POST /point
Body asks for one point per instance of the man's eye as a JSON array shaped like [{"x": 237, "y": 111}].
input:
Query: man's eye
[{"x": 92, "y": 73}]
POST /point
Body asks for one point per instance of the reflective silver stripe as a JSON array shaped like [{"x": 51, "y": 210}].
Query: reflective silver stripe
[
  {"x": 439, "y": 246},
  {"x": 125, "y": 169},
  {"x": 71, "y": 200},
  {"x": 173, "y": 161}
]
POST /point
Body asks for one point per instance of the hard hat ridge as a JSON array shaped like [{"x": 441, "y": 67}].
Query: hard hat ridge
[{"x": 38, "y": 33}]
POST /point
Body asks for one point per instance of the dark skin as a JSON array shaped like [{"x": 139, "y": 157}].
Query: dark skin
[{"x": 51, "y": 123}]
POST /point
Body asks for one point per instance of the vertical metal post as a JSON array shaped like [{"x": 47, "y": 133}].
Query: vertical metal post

● ● ●

[WORK INSTRUCTIONS] Find the lines above that hold "metal", then copy each of them.

[RESPONSE TO THIS TASK]
Body asks for one point per instance of the vertical metal post as a JSON array shaped like [{"x": 47, "y": 133}].
Query: vertical metal post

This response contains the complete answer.